Copy out all of the material below, swapping every "demo" for "prototype" and changing nothing else. Leave the pictures out.
Start
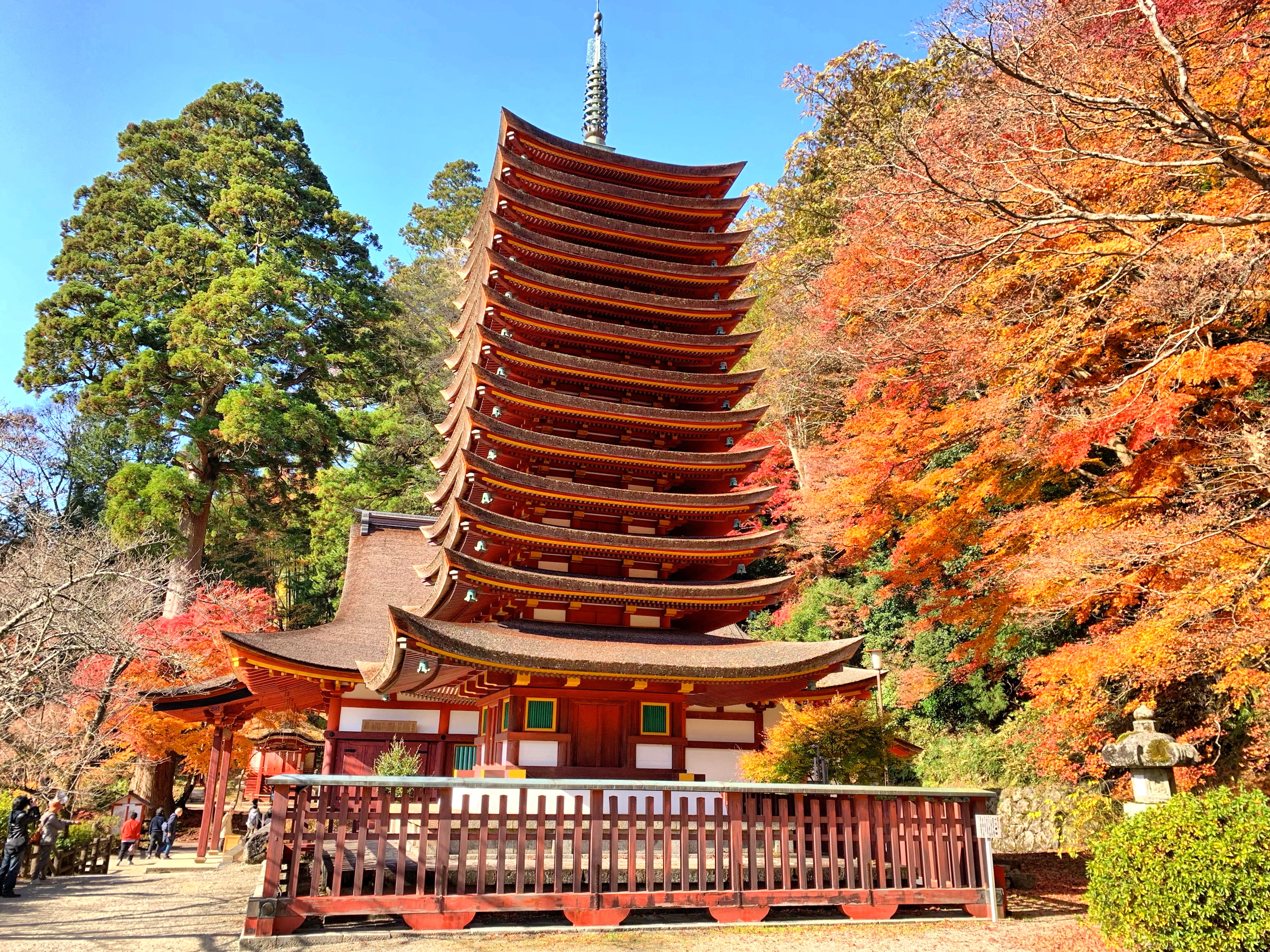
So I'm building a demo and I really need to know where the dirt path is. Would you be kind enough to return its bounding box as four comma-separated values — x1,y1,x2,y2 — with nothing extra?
0,861,1111,952
0,861,259,952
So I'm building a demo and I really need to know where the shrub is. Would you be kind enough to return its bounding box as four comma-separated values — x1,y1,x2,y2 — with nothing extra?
1087,787,1270,952
375,737,423,796
738,697,897,783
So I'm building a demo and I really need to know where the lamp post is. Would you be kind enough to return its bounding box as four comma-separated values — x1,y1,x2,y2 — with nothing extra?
1102,704,1199,816
869,649,890,785
869,649,884,717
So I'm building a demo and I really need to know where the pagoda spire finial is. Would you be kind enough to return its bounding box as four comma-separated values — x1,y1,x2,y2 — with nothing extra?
582,0,613,152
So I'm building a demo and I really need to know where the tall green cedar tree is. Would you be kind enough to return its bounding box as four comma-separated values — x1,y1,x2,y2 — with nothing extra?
307,159,484,604
18,80,399,610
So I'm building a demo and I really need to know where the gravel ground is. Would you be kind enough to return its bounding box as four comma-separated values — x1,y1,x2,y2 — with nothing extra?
0,863,260,952
0,861,1112,952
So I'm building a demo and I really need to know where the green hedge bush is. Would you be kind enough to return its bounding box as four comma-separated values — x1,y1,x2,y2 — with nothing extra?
1087,787,1270,952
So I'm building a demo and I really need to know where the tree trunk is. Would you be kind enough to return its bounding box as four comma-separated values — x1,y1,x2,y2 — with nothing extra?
132,757,176,814
174,772,198,807
162,489,212,618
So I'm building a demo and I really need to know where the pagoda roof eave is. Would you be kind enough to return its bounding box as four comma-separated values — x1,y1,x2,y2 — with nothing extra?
452,499,785,557
461,449,777,518
469,364,767,434
498,108,746,189
477,212,758,284
470,325,765,398
470,284,761,359
490,146,749,231
445,548,794,607
457,409,772,477
480,180,753,262
391,609,864,683
484,250,758,322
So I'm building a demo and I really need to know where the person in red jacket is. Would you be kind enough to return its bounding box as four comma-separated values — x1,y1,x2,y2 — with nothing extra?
119,811,141,866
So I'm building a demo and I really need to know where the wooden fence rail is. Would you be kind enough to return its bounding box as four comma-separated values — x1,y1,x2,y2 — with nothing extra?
245,774,991,935
18,836,116,878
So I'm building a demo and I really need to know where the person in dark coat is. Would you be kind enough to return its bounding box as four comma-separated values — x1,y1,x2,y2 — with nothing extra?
162,806,185,859
146,806,166,859
0,793,39,899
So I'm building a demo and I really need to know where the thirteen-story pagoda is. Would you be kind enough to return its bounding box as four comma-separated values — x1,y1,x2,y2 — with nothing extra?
203,110,876,779
166,11,881,781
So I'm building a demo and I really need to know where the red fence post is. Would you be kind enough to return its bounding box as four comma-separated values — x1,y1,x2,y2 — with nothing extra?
194,725,224,863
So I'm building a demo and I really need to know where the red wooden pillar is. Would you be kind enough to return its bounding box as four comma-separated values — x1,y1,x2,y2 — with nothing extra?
194,725,222,863
321,693,344,773
203,727,234,852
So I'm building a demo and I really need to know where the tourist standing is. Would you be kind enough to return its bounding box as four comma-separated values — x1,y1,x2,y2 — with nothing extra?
0,793,39,899
162,806,185,859
146,807,165,859
119,810,141,866
31,797,71,882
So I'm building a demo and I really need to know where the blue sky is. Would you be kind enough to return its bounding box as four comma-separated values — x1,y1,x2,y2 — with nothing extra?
0,0,938,404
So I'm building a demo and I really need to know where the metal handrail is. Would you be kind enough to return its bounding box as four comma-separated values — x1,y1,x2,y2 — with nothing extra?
264,773,997,800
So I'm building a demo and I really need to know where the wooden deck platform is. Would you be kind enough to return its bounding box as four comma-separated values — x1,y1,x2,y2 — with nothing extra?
244,776,991,935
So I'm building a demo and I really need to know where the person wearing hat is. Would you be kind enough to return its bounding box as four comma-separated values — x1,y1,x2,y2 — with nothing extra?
0,793,39,899
31,796,71,882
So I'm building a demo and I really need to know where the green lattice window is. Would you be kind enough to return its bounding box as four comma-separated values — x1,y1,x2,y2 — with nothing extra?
524,698,555,731
640,704,671,734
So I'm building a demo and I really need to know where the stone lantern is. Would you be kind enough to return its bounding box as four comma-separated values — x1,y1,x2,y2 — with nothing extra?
1102,704,1199,816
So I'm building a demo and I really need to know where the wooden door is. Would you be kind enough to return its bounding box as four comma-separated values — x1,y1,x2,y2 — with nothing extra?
335,740,389,777
573,703,626,767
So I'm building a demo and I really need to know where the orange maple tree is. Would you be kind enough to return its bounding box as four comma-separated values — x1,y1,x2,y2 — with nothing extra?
741,0,1270,779
112,582,277,773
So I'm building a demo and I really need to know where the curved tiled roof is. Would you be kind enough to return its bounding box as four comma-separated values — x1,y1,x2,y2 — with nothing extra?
392,609,864,682
467,284,758,366
457,449,776,515
466,410,772,477
477,250,756,333
471,367,767,435
491,146,749,231
480,216,757,296
476,326,763,398
473,181,751,264
445,548,794,604
498,109,746,193
224,525,434,677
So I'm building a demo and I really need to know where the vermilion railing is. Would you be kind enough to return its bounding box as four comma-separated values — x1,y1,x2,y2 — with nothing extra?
244,774,991,935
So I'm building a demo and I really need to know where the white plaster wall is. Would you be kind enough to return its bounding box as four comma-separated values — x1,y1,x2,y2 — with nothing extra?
685,717,754,744
450,711,480,734
339,706,441,734
635,744,673,771
683,748,742,783
516,741,560,767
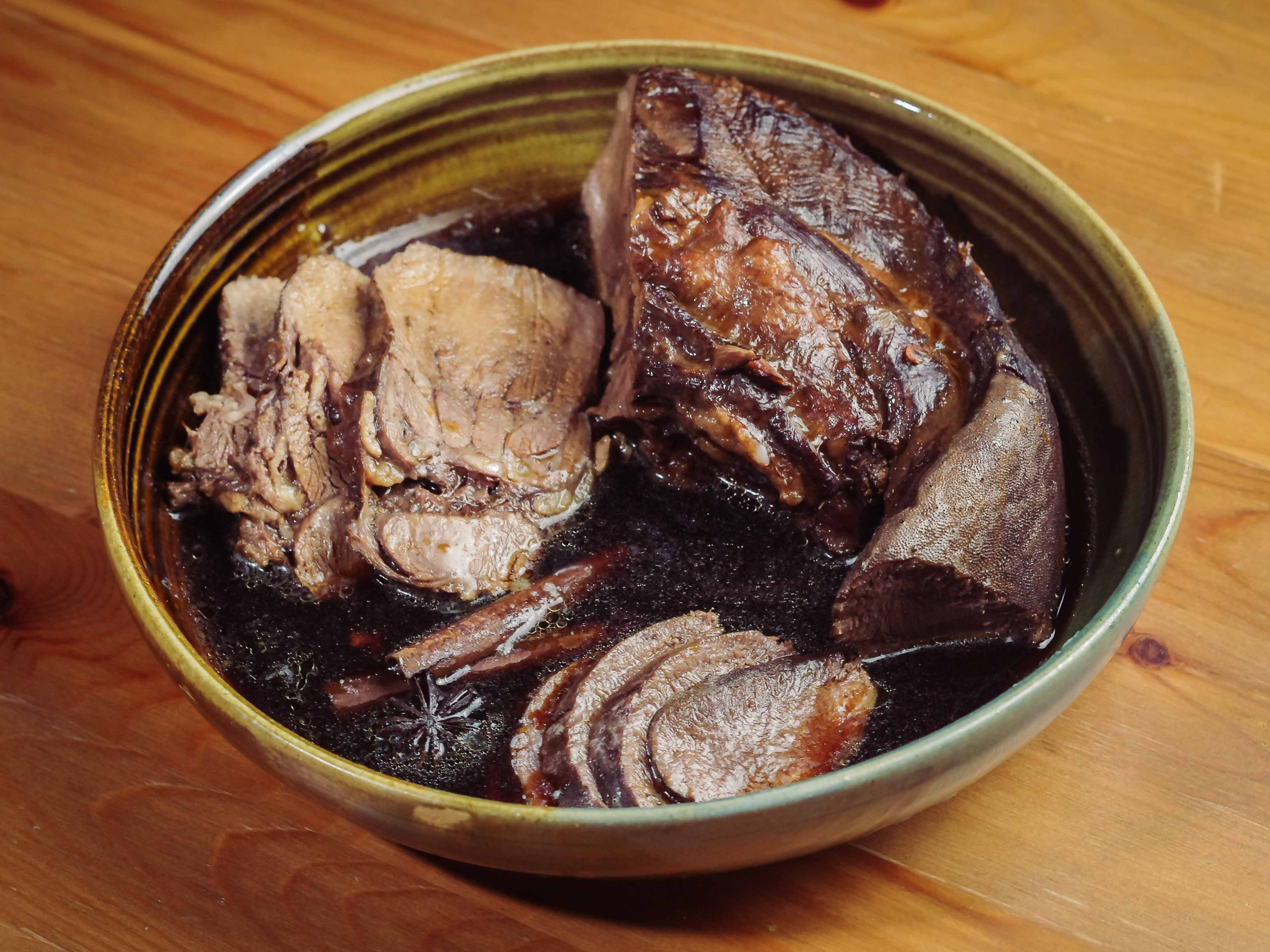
End
Written response:
So I'm building a prototype and I really need to know where the dirt path is. Would you be kind enough to return its bounding box as four comma-separated values — x1,y1,x2,y2 — with nothing extra?
0,861,1111,952
0,861,259,952
So I'm building a prototype and I really need to know where the shrub is. Would you be kind enough to return its bounding box as four comma-separated values — x1,y1,x2,y2 — with nothing extra?
1087,787,1270,952
375,737,423,796
738,697,897,783
So I'm building a prototype and I really need to know where the lamp post is. Would you be kind enough to return its bounding box as four comma-separated values — x1,y1,x2,y2 — with nothing extra?
1102,704,1199,816
869,649,890,785
869,649,884,717
So I'm building a prototype and I really need to know where the pagoda spire finial is. Would you be kind enough to return its bounding box as four comma-separated values — x1,y1,x2,y2 — with nothing extra?
582,0,613,152
So I'm building a prototype and I really need to know where the tall green cedar tree is. Would you be kind enough to return its bounding box as four comma-separated values — x1,y1,x2,y2 — with nothing extra?
307,159,484,604
18,80,399,610
So I'm building a prototype and I really need to know where the gravel ground is. Would you be kind enough to return its bounding box as four comma-separated values — x1,y1,x2,y2 — with nothing extra?
0,863,260,952
0,861,1112,952
So I'm building a prototype and I really need to know where the green hedge bush is. Would you be kind enough to return its bounding box as four comma-separated values — x1,y1,x2,y2 — with nothing extra?
1087,787,1270,952
So I'm building a prototype and I really need to know where the tree trunk is. Would you be kind enough to return its bounding box as four comma-separated values — x1,y1,x2,y2 — with nothing extra?
132,757,176,814
174,772,198,807
162,489,212,618
So I'm building a prototype and I really need to know where the pagoda roof eave is. Would you be kind enough to return its bounding box as four comma-separated values — x1,y1,x2,y2 — with nothing extra?
452,499,785,557
461,449,777,518
469,364,767,434
498,108,746,189
477,212,758,284
470,325,765,398
470,284,761,359
490,146,749,231
445,548,794,607
457,409,772,477
480,180,753,262
391,609,864,683
484,250,758,322
So I'm building a prototype and I really need to know where the person in red jacket is. Would you be kind enough to return its bounding box as four comma-separated values — x1,y1,x2,y2 — with nothing extra?
119,811,141,866
So I'm building a prototype and I really need to know where the wooden fence rail is. Would you be kind enough to return its bounding box as four comma-separated values — x1,y1,x2,y2 — with nothing extra?
245,774,991,935
18,836,116,878
So I'm building a prototype and I really need to know where the person in dark coat is. Would you be kind enough to return its bounding box as four comma-separated values — x1,y1,x2,y2 — with nothing extra?
162,806,185,859
146,806,166,859
0,793,39,899
So I'm building a prototype and I really need to know where the thirteen-story pagoda is. Would you be kind enough to return its bounding box as four comma-separated values — x1,y1,x2,y2 — with nothing extra?
203,110,876,779
166,11,881,781
So I'm building a prototype and I really need to know where the red fence post is. Would you be kind enough to return its bounding box as four comma-separated values — x1,y1,x2,y2 — with nothing extra?
194,725,224,863
So I'm building a prototype and I really need to know where the red wooden pillar is. Would you be kind enough to return its bounding box as four comma-separated values — x1,y1,x2,y2 — with nothing extra?
194,725,222,863
321,693,344,773
203,727,234,852
So I'm building a prototype and I really need to know where the tourist standing is. Would you be kind enough to return its bounding box as four comma-separated values — x1,y1,x2,y2 — with nothing extra?
0,793,39,899
162,806,185,859
146,807,165,859
119,810,141,866
31,797,71,882
So I'm building a prototype and I really need to know where the blue sky is. Would you be kind enough to return its bounding box as four comma-separated values — x1,y1,x2,y2 — with nothing extra?
0,0,938,404
So I'm building a prototype and I really need to know where the metal handrail is. Would you be kind enough to return its bounding box as four comma-separated values — x1,y1,x2,y2 — with nothing extra?
264,773,997,800
So I'm building a prototype and I really need to know where the wooden deck platform is. Would you be kind enough to return its bounding box as four comma-separated values — x1,y1,x2,y2 — with nothing extra?
244,776,991,935
So I'm building a prototype and I really need to know where the person wearing hat is. Would you be kind enough to return its bounding box as four comma-separated values — x1,y1,x2,y2 — with nothing extra?
0,793,39,899
31,796,71,882
So I'm building a prototype and I really need to know where the green lattice window is. Would you be kind enough to return its bounding box as four comma-separated values — x1,y1,x2,y2 — with nothing extra?
524,698,555,731
640,704,671,734
So I'm building a prototype and I really need to know where the stone lantern is. Would you be kind enough to return its bounding box as four comma-separated values — x1,y1,x2,y2 — with nothing extra?
1102,704,1199,816
So I'm building a prototype and I really need to know where the wooden door is. Would you be kind enough to return its bounding box as four comma-separated values — x1,y1,x2,y2 — with nothing extra?
335,740,389,777
573,703,626,767
So I'm building a prototype and I really need to know where the orange maple tree is. Would you be kind enough to return its bounding box as four comma-separated values — x1,y1,x2,y2 — with nothing extra?
741,0,1270,779
112,582,277,773
So I'm building a prototype and I really need to know where the curved tiled roof is. Would you be kind enough to return its bounding box as four comma-separated values — x1,y1,x2,y2 — with nothing extra?
392,609,864,682
467,284,758,366
457,449,776,515
466,410,772,477
477,250,756,333
471,367,767,435
491,146,749,231
480,216,757,296
476,326,763,398
473,181,751,264
445,548,794,604
498,109,746,193
224,525,434,677
So I'm building a prototype and I really need to know where the vermilion railing is. Would you be kind enough to return its bounding box as four comma-separated values — x1,y1,x2,y2 — with nothing extra?
244,774,991,935
So I'm building a prototype and I really need to know where the white plaster wall is. Would you be kind enough to return its bounding box as four comma-separated values — x1,y1,x2,y2 — with nothing extra?
685,717,754,744
450,711,480,734
339,706,441,734
635,744,673,771
683,748,742,783
516,741,560,767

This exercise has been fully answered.